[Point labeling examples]
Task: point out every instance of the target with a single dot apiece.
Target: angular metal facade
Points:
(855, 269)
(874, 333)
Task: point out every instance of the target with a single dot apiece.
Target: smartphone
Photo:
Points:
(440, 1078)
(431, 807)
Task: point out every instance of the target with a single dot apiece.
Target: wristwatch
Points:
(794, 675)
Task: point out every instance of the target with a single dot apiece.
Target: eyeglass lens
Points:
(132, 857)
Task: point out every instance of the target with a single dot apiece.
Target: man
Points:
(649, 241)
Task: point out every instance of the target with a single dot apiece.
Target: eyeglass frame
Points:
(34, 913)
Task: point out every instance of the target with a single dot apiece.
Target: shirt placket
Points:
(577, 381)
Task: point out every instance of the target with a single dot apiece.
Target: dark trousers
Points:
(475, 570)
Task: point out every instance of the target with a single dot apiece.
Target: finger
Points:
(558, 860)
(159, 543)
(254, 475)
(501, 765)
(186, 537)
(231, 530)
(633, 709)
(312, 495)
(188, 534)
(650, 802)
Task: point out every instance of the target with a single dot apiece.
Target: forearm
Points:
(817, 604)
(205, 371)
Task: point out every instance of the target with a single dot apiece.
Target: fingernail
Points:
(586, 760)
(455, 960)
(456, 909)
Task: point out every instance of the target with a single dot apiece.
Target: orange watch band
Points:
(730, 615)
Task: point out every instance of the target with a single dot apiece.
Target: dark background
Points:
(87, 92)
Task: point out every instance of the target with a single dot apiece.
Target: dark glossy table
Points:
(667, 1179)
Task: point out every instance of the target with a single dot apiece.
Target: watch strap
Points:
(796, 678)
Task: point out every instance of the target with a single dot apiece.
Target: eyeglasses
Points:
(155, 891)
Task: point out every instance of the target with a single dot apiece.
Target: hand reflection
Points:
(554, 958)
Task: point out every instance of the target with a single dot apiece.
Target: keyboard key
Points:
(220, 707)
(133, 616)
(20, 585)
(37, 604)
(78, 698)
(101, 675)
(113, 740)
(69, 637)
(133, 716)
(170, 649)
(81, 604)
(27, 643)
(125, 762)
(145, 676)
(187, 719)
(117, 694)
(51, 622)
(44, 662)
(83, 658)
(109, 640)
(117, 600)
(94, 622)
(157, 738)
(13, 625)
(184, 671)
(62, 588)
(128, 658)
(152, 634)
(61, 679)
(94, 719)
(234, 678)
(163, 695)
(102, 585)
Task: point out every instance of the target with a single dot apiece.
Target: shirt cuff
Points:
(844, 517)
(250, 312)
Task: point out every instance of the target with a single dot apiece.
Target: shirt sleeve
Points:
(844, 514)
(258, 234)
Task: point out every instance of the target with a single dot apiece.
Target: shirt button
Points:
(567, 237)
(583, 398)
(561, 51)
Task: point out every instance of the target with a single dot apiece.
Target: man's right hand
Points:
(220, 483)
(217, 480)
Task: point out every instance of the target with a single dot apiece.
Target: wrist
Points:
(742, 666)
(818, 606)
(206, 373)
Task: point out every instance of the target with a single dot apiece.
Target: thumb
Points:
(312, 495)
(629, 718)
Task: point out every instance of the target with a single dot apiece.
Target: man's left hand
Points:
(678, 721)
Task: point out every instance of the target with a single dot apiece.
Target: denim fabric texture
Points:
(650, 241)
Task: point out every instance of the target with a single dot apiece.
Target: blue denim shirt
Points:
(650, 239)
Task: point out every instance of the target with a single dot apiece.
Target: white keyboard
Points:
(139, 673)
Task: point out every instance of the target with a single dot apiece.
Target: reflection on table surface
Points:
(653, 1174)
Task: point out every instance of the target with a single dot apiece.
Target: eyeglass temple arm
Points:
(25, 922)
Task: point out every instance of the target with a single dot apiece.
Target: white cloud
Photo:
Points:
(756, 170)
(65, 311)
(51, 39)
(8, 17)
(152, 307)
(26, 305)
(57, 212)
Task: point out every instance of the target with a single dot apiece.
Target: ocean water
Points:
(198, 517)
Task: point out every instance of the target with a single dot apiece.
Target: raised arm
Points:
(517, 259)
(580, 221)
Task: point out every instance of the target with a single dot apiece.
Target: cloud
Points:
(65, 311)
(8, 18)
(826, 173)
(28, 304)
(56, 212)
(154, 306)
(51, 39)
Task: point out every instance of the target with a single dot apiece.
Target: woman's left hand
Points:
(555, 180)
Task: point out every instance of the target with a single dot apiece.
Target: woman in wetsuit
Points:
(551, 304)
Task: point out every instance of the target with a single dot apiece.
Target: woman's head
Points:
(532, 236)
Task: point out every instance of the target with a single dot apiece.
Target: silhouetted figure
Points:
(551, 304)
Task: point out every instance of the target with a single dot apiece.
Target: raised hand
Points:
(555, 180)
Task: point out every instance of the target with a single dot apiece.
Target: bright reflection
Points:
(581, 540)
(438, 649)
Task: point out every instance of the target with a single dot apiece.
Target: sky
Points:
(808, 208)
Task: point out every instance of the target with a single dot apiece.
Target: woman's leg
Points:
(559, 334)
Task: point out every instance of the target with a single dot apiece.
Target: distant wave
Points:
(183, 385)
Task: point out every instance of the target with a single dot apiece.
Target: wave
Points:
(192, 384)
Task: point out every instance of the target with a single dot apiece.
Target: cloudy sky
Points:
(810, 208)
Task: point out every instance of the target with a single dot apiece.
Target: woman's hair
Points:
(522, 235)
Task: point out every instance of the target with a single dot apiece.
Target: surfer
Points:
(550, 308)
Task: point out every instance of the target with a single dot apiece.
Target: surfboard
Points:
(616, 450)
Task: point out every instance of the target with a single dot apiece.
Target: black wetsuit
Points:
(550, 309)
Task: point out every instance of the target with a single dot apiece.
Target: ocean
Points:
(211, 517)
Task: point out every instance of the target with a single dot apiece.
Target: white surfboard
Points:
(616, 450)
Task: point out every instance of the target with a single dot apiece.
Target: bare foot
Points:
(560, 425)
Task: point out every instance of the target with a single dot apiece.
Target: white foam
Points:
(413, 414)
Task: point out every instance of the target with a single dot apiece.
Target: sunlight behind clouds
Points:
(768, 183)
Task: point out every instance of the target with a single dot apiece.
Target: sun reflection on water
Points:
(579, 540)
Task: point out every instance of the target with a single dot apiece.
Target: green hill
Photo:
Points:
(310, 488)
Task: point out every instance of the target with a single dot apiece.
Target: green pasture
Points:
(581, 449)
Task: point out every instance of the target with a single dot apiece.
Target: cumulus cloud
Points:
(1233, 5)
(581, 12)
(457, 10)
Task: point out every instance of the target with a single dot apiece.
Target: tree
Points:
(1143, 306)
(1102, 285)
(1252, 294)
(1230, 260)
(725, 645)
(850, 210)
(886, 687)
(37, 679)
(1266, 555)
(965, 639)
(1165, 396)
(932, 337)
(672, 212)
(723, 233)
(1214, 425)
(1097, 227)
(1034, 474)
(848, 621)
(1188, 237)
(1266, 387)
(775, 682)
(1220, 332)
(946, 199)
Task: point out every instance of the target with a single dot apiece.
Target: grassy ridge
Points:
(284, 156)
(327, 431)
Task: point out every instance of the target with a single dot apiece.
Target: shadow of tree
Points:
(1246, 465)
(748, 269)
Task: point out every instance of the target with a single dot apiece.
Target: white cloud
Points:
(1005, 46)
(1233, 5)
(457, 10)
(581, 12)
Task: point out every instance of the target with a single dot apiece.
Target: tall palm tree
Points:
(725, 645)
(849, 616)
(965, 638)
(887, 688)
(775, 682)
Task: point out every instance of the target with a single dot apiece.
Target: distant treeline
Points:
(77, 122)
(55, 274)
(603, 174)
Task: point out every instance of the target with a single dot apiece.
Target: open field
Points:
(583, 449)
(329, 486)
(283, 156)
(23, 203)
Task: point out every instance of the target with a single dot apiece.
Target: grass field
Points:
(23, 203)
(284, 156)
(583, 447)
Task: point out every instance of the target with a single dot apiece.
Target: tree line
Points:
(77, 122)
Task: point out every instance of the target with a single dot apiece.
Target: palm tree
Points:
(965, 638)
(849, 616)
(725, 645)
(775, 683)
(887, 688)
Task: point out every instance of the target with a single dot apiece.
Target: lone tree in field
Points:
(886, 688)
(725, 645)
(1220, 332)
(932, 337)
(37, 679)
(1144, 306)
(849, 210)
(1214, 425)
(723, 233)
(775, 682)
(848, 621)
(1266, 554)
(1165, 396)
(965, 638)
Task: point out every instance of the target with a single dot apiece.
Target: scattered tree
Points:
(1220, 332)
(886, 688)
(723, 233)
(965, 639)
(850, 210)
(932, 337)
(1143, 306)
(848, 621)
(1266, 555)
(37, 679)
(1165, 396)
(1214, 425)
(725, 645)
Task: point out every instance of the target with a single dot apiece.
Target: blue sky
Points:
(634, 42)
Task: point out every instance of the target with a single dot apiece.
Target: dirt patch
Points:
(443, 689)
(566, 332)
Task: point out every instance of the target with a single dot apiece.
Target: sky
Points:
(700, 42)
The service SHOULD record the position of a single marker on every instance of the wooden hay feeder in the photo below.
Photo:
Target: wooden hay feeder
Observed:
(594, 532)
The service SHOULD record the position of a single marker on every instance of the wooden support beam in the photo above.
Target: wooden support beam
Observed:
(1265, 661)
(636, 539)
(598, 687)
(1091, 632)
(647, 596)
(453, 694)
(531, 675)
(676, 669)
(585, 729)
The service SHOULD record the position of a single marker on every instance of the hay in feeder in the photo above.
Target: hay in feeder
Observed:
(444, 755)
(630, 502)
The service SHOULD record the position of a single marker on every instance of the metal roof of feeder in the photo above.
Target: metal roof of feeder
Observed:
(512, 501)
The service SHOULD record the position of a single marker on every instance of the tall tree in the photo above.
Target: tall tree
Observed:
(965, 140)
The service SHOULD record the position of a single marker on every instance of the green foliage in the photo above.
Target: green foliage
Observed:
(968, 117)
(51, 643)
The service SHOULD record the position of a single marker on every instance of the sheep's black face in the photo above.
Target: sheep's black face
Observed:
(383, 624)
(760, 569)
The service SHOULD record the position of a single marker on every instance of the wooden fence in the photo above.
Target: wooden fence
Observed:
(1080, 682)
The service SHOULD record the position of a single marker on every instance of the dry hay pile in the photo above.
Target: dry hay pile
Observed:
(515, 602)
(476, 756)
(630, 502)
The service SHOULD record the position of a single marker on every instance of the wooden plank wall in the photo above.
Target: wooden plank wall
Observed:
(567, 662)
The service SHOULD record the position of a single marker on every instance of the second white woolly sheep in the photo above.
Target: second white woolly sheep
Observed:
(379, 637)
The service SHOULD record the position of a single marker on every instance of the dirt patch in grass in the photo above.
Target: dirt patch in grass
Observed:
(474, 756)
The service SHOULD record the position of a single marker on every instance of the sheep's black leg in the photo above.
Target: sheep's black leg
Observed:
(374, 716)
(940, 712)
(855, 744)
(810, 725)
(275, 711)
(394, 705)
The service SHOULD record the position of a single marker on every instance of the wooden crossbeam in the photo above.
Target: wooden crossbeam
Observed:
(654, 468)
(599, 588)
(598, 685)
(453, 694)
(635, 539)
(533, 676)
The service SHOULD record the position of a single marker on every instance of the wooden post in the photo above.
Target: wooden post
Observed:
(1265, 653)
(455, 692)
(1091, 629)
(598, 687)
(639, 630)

AIM OF THE TASK -> Beginning at the line that holds "face in the photo above.", reproduce each line of the records above down to and including the last one.

SOLUTION TO THE PROBLEM ->
The service SHOULD record the position of a single marker on every instance of the sheep's black face in the photo above.
Target: sheep's black face
Observed:
(383, 624)
(760, 569)
The service SHOULD record the position of a single marker on every instance of the wooden fence in the photo above.
Target: wooden fence
Observed:
(1080, 682)
The service SHOULD record the position of a single marker on every instance of the dry hay pile in the photo above.
Target: dry hay pile
Observed:
(515, 602)
(476, 756)
(630, 502)
The service SHOULD record the position of a single marker on every instance of the wooden plank wall in the photo above.
Target: wooden plank wall
Observed:
(567, 662)
The service SHOULD record the position of a single marker on every instance of the second white woolly sheep in the photo above.
Target: second white woolly sheep
Observed:
(379, 637)
The service SHOULD record the position of a single marker on every instance of the dirt patch in grass in the photo above.
Target: dirt patch in grass
Observed:
(474, 756)
The service SHOULD record the position of a single marker on every instance of the sheep's black leg in the photo above.
Target: sheep's black leg
Observed:
(374, 716)
(940, 712)
(855, 744)
(810, 725)
(275, 711)
(394, 705)
The service SHOULD record the position of a single marker on every instance of the wooden crossbeam in the photo above.
Target: wooden crossbeam
Observed:
(654, 468)
(599, 588)
(598, 685)
(453, 694)
(635, 539)
(533, 676)
The service SHOULD record the position of a single marker on every instance of the wooden post in the photo above.
Target: wooden post
Observed:
(1265, 653)
(455, 692)
(1091, 629)
(598, 687)
(639, 630)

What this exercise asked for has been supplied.